### Request
Please copy the listing from the line with "Now your task is to locate the ukrainian" to the line with "Now your task is to locate the woman", replacing "bounding box" with "enclosing rectangle" and leaving everything else unchanged.

### Dataset content

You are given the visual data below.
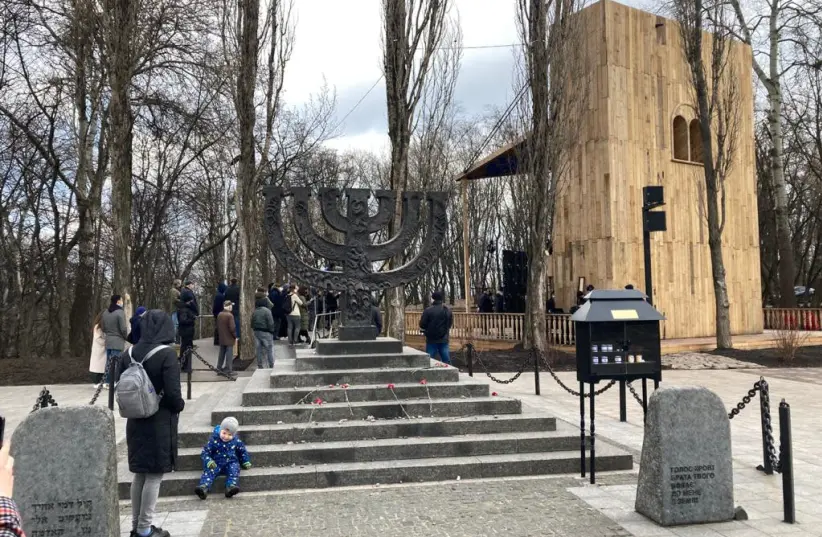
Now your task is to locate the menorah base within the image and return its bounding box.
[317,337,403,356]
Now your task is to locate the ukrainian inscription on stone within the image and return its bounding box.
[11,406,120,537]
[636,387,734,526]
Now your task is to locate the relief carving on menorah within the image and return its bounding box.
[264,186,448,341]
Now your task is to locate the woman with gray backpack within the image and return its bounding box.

--

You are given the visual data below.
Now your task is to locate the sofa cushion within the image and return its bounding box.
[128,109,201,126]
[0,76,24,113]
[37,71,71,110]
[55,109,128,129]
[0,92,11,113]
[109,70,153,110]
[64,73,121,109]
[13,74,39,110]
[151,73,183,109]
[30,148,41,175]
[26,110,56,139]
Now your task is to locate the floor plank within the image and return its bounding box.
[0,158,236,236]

---

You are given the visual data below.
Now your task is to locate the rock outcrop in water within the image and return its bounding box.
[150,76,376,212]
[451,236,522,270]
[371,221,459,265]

### The completed task
Now your task is to locate the ukrainian inscription on stone within the image and return its enclosing rectangle.
[11,406,120,537]
[636,387,734,526]
Now your task is to locate the relief carving on menorah within the image and return its enclosing rectangle.
[264,186,448,341]
Now your task is to locate the woman with gray backpack within the image and return its enclosing rectangle.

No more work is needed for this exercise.